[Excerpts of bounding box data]

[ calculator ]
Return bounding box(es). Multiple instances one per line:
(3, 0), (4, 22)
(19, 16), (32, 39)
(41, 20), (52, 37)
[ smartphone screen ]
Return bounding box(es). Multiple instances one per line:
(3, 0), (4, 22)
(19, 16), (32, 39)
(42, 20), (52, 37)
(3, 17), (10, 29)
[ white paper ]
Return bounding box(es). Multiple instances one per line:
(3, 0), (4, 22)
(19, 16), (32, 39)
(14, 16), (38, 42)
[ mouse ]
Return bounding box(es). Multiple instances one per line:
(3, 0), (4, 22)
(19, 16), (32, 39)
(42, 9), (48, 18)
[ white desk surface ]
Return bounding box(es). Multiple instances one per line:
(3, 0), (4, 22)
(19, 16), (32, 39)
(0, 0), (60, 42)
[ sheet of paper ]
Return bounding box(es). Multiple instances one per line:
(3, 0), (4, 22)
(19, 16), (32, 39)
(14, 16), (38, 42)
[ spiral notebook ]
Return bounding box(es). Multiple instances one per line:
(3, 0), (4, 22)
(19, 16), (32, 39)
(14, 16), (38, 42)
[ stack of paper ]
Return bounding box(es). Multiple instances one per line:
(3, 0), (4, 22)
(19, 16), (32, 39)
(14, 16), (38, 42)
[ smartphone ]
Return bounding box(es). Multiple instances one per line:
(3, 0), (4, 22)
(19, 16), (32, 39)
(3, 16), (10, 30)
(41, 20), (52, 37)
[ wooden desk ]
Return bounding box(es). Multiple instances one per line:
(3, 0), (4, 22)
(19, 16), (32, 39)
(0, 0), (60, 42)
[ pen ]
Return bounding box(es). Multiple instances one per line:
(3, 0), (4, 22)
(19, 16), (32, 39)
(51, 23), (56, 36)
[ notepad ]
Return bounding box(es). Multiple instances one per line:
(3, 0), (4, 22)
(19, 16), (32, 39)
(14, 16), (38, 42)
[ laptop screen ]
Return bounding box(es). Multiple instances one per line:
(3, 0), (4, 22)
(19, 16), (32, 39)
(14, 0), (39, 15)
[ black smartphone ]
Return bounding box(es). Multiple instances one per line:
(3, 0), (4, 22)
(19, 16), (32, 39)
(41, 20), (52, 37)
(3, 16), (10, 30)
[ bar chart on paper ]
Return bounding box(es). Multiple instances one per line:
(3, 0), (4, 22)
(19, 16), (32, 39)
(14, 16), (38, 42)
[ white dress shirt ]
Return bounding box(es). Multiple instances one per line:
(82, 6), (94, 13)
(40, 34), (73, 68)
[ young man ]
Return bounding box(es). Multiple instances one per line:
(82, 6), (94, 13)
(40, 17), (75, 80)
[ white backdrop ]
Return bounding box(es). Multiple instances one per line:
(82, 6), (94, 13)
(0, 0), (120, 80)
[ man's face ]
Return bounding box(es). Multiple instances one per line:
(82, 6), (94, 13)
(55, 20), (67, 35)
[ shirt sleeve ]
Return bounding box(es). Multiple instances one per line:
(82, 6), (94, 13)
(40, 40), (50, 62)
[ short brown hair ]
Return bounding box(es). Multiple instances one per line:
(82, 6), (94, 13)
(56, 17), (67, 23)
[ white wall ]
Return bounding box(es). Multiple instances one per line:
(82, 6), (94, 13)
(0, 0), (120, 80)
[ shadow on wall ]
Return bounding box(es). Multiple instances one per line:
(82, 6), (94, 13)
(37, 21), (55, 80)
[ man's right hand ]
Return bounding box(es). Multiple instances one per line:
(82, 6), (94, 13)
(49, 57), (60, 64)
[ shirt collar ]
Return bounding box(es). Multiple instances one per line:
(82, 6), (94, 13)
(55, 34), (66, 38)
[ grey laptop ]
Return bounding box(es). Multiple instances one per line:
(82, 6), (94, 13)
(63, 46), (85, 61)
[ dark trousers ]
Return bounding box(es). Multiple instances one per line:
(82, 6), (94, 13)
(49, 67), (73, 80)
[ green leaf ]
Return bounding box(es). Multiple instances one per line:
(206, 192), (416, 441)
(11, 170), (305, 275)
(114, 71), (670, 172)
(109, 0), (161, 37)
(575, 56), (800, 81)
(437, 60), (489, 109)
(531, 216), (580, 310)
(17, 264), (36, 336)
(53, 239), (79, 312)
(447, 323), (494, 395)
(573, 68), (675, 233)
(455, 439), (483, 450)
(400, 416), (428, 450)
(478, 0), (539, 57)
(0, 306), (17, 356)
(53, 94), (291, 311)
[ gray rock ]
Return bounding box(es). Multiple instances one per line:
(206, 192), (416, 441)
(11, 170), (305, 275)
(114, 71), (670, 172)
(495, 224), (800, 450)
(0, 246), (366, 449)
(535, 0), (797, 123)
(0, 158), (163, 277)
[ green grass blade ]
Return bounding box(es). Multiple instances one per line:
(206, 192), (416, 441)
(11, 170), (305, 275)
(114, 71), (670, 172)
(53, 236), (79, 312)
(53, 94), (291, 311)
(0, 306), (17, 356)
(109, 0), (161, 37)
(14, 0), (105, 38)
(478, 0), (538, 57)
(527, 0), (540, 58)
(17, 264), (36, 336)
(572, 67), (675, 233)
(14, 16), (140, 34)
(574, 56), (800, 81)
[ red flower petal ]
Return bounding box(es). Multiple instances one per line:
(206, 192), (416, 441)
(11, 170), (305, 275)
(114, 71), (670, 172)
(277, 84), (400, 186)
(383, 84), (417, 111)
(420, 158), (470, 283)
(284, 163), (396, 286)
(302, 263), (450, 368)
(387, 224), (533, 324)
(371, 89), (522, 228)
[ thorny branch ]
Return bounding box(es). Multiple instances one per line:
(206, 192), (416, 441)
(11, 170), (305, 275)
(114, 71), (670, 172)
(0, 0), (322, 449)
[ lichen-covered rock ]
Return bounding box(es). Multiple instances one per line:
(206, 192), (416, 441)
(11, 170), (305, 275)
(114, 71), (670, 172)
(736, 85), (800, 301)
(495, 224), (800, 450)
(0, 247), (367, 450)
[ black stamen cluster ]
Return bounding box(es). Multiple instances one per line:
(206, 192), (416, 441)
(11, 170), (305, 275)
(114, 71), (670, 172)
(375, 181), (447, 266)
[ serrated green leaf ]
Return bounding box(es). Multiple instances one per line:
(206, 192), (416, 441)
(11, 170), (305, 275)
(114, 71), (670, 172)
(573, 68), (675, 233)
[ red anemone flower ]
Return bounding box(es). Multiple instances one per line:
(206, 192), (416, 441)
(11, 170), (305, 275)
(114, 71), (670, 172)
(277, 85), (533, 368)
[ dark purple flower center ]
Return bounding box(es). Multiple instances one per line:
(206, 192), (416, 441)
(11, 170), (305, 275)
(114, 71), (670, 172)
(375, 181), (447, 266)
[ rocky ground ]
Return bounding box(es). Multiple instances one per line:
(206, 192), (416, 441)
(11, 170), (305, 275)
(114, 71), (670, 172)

Task instructions >> Turn these items into a JSON list of strings with one string per line, omitting blank lines.

Worked answer >>
[
  "[ calculator ]",
  "Return bounding box(es). Multiple instances one per line:",
  "(3, 0), (4, 22)",
  "(19, 16), (32, 39)",
  "(41, 20), (52, 37)",
  "[ smartphone screen ]",
  "Return bounding box(es). Multiple instances one per line:",
  "(3, 0), (4, 22)",
  "(19, 16), (32, 39)",
  "(42, 20), (52, 37)",
  "(3, 17), (10, 29)",
  "[ white paper ]",
  "Return bounding box(es). Multiple instances one per line:",
  "(3, 0), (4, 22)",
  "(19, 16), (32, 39)",
  "(14, 16), (38, 42)",
  "[ mouse ]",
  "Return bounding box(es). Multiple instances one per line:",
  "(3, 0), (4, 22)",
  "(19, 16), (32, 39)",
  "(42, 9), (48, 18)",
  "[ white desk surface ]",
  "Return bounding box(es). Multiple instances one per line:",
  "(3, 0), (4, 22)",
  "(19, 16), (32, 39)",
  "(0, 0), (60, 42)",
  "[ sheet of paper ]",
  "Return bounding box(es). Multiple instances one per line:",
  "(3, 0), (4, 22)",
  "(19, 16), (32, 39)",
  "(14, 16), (38, 42)",
  "[ spiral notebook ]",
  "Return bounding box(es). Multiple instances one per line:",
  "(3, 0), (4, 22)",
  "(19, 16), (32, 39)",
  "(14, 16), (38, 42)",
  "[ stack of paper ]",
  "Return bounding box(es). Multiple instances one per line:",
  "(3, 0), (4, 22)",
  "(19, 16), (32, 39)",
  "(14, 16), (38, 42)",
  "[ smartphone ]",
  "Return bounding box(es). Multiple instances one per line:",
  "(3, 0), (4, 22)",
  "(19, 16), (32, 39)",
  "(3, 16), (10, 30)",
  "(41, 20), (52, 37)",
  "[ wooden desk ]",
  "Return bounding box(es). Multiple instances one per line:",
  "(3, 0), (4, 22)",
  "(19, 16), (32, 39)",
  "(0, 0), (60, 42)",
  "[ pen ]",
  "Return bounding box(es). Multiple instances one per line:",
  "(3, 0), (4, 22)",
  "(19, 16), (32, 39)",
  "(51, 23), (56, 36)",
  "[ notepad ]",
  "Return bounding box(es). Multiple instances one per line:",
  "(3, 0), (4, 22)",
  "(19, 16), (32, 39)",
  "(14, 16), (38, 42)",
  "[ laptop screen ]",
  "Return bounding box(es). Multiple instances one per line:",
  "(3, 0), (4, 22)",
  "(19, 16), (32, 39)",
  "(14, 0), (39, 15)",
  "[ black smartphone ]",
  "Return bounding box(es). Multiple instances one per line:",
  "(3, 0), (4, 22)",
  "(19, 16), (32, 39)",
  "(41, 20), (52, 37)",
  "(3, 16), (10, 30)",
  "[ bar chart on paper ]",
  "Return bounding box(es). Multiple instances one per line:",
  "(3, 0), (4, 22)",
  "(19, 16), (32, 39)",
  "(14, 16), (38, 42)",
  "[ white dress shirt ]",
  "Return bounding box(es). Multiple instances one per line:",
  "(82, 6), (94, 13)",
  "(40, 34), (73, 68)",
  "[ young man ]",
  "Return bounding box(es). Multiple instances one per line:",
  "(82, 6), (94, 13)",
  "(40, 17), (75, 80)",
  "[ white backdrop ]",
  "Return bounding box(es). Multiple instances one per line:",
  "(82, 6), (94, 13)",
  "(0, 0), (120, 80)",
  "[ man's face ]",
  "Return bounding box(es). Multiple instances one per line:",
  "(82, 6), (94, 13)",
  "(55, 20), (67, 35)",
  "[ shirt sleeve ]",
  "Return bounding box(es). Multiple instances one per line:",
  "(82, 6), (94, 13)",
  "(40, 40), (50, 62)",
  "[ short brown hair ]",
  "Return bounding box(es). Multiple instances one per line:",
  "(82, 6), (94, 13)",
  "(56, 17), (67, 23)",
  "[ white wall ]",
  "Return bounding box(es). Multiple instances one per line:",
  "(82, 6), (94, 13)",
  "(0, 0), (120, 80)",
  "[ shadow on wall ]",
  "Return bounding box(es). Multiple instances one per line:",
  "(82, 6), (94, 13)",
  "(37, 21), (55, 80)",
  "[ man's right hand ]",
  "Return bounding box(es). Multiple instances one per line:",
  "(82, 6), (94, 13)",
  "(49, 57), (60, 64)",
  "[ shirt collar ]",
  "Return bounding box(es). Multiple instances one per line:",
  "(82, 6), (94, 13)",
  "(55, 34), (66, 38)",
  "[ grey laptop ]",
  "Return bounding box(es). Multiple instances one per line:",
  "(82, 6), (94, 13)",
  "(63, 46), (85, 61)",
  "[ dark trousers ]",
  "Return bounding box(es). Multiple instances one per line:",
  "(82, 6), (94, 13)",
  "(49, 67), (73, 80)",
  "[ green leaf ]",
  "Return bounding box(es). Multiple instances one per line:",
  "(206, 192), (416, 441)",
  "(11, 170), (305, 275)",
  "(114, 71), (670, 172)",
  "(109, 0), (161, 37)",
  "(575, 56), (800, 81)",
  "(437, 60), (489, 109)",
  "(531, 216), (580, 310)",
  "(17, 264), (36, 336)",
  "(53, 239), (79, 312)",
  "(447, 323), (494, 395)",
  "(573, 68), (675, 233)",
  "(455, 439), (483, 450)",
  "(400, 416), (428, 450)",
  "(478, 0), (539, 57)",
  "(0, 306), (17, 356)",
  "(53, 94), (291, 311)",
  "[ gray rock ]",
  "Return bounding box(es). Multiple instances one per line:",
  "(206, 192), (416, 441)",
  "(11, 170), (305, 275)",
  "(114, 71), (670, 172)",
  "(495, 224), (800, 450)",
  "(0, 246), (366, 449)",
  "(535, 0), (797, 123)",
  "(0, 158), (163, 277)",
  "[ green grass blade ]",
  "Return bounding box(es). Multiple instances one per line:",
  "(206, 192), (416, 441)",
  "(11, 170), (305, 275)",
  "(114, 71), (670, 172)",
  "(53, 236), (79, 312)",
  "(53, 94), (291, 311)",
  "(0, 306), (17, 356)",
  "(109, 0), (161, 37)",
  "(14, 0), (105, 38)",
  "(478, 0), (538, 57)",
  "(527, 0), (540, 58)",
  "(17, 264), (36, 336)",
  "(572, 67), (675, 233)",
  "(14, 16), (140, 34)",
  "(574, 56), (800, 81)",
  "[ red flower petal ]",
  "Return bounding box(es). Multiple instances one per line:",
  "(206, 192), (416, 441)",
  "(11, 170), (305, 275)",
  "(114, 71), (670, 172)",
  "(277, 84), (400, 186)",
  "(383, 84), (417, 111)",
  "(420, 158), (470, 283)",
  "(284, 163), (396, 286)",
  "(302, 263), (450, 368)",
  "(387, 224), (533, 324)",
  "(371, 89), (522, 228)",
  "[ thorny branch ]",
  "Return bounding box(es). Multiple instances one per line:",
  "(206, 192), (416, 441)",
  "(11, 170), (305, 275)",
  "(114, 71), (670, 172)",
  "(0, 0), (322, 449)",
  "[ lichen-covered rock ]",
  "Return bounding box(es). Multiple instances one per line:",
  "(206, 192), (416, 441)",
  "(11, 170), (305, 275)",
  "(114, 71), (670, 172)",
  "(736, 85), (800, 301)",
  "(495, 224), (800, 450)",
  "(0, 247), (367, 450)",
  "[ black stamen cluster ]",
  "Return bounding box(es). Multiple instances one per line:",
  "(206, 192), (416, 441)",
  "(11, 170), (305, 275)",
  "(114, 71), (670, 172)",
  "(375, 181), (447, 266)",
  "[ serrated green leaf ]",
  "Return bounding box(es). Multiple instances one per line:",
  "(206, 192), (416, 441)",
  "(11, 170), (305, 275)",
  "(114, 71), (670, 172)",
  "(573, 68), (675, 233)",
  "[ red anemone flower ]",
  "Return bounding box(es). Multiple instances one per line:",
  "(206, 192), (416, 441)",
  "(11, 170), (305, 275)",
  "(114, 71), (670, 172)",
  "(277, 85), (533, 368)",
  "[ dark purple flower center ]",
  "Return bounding box(es). Multiple instances one per line:",
  "(206, 192), (416, 441)",
  "(11, 170), (305, 275)",
  "(114, 71), (670, 172)",
  "(375, 181), (447, 266)",
  "[ rocky ground ]",
  "Return bounding box(es). Multiple instances one per line:",
  "(206, 192), (416, 441)",
  "(11, 170), (305, 275)",
  "(114, 71), (670, 172)"
]